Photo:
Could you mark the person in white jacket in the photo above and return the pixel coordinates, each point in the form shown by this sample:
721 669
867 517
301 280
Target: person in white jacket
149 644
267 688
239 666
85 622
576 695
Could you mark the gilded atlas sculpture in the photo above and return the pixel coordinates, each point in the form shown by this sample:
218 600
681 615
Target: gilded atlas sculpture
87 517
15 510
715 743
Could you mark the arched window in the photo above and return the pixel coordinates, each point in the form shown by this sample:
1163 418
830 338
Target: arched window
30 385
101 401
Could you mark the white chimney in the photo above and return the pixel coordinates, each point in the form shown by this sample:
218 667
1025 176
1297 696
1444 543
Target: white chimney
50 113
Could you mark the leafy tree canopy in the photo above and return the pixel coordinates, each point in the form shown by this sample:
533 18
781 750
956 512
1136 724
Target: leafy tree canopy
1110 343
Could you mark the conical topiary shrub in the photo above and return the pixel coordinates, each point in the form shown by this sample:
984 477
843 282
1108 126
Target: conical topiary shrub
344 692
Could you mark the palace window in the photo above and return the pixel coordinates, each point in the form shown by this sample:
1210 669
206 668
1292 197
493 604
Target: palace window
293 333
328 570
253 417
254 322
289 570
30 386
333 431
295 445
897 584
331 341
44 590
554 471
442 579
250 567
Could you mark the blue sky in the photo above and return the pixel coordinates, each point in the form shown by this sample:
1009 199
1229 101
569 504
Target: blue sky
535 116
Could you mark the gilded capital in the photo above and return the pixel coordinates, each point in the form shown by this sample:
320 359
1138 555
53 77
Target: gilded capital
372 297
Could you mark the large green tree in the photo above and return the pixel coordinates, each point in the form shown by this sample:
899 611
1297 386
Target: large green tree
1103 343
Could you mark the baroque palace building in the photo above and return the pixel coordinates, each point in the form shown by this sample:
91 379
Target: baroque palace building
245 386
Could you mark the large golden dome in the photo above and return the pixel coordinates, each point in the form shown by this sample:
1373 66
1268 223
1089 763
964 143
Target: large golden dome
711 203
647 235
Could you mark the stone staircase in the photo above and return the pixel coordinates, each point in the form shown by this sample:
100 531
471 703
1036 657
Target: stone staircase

▸ **Work to complete**
Rewrite the material above with every instance of "pixel coordinates" changed to "image coordinates", keeping everything else the same.

▸ **Answer in full**
Photo:
Could you mark the person in white jacket in the photo above and return the image coordinates, each point in the form shown by this sample:
721 669
867 517
301 280
Target: person in white jacket
149 644
267 688
239 666
85 622
576 695
Could you mark the gilded atlas sculpture in the photo above and return the image coordinates, each point in the form shown by this sample:
218 600
681 615
Target: gilded atlas sculpture
87 517
15 510
715 743
Could you mark the arched window in the photo above and return the image coordinates, each point in the form shown by this sample:
1163 418
830 338
Target: arched window
30 385
101 401
Could you mark the white chimney in the photo above and return the image coordinates, each point in the form shown by this sample:
218 667
1025 176
1297 696
1444 543
Target: white chimney
50 113
Could you mark the leafy tree canopy in the photo above and return the image coordinates, each point in the form shown by this sample:
533 18
781 750
956 512
1136 724
Target: leafy tree canopy
1110 343
Could you mark the conical topiary shrub in the photo above and return the image coordinates, each point in the form shown by this sample:
984 477
843 282
1108 126
Target: conical topiary shrub
344 692
Could you mark the palace window in the photo above and return the image coordinates, each point in the form shown by this sample:
1210 669
206 668
1292 197
493 604
Target: palace window
293 333
328 570
253 417
254 322
289 570
30 386
333 431
295 445
897 584
331 341
44 590
554 471
442 579
250 567
Could you mark the blue sky in the photo above and return the image coordinates, each point in the form shown by this sample:
1009 199
1229 101
569 504
Target: blue sky
535 116
Could you mark the gilded capital in the photo above and return the image coordinates, each point in the form shown by this sample:
320 359
1138 555
53 77
Target: gilded capital
372 297
Could you mark the large green tree in the photo above and return the image coordinates, each point in the form shown by this sample:
899 611
1297 386
Target: large green tree
1103 343
Could you mark the baroque palace building in the photo above and return the image coordinates, each point in the form shown by this sample:
91 379
Target: baroque palace building
245 386
Could you mark the large golden dome in the photo above and return the image coordinates, each point in the form shown by this sample:
1373 66
1268 223
1089 763
964 143
Target: large golden dome
711 203
647 235
Could you mark the stone staircase in the photo above and return the image coordinates, each point in the form shown by this sample:
100 531
471 703
1036 657
Target: stone staircase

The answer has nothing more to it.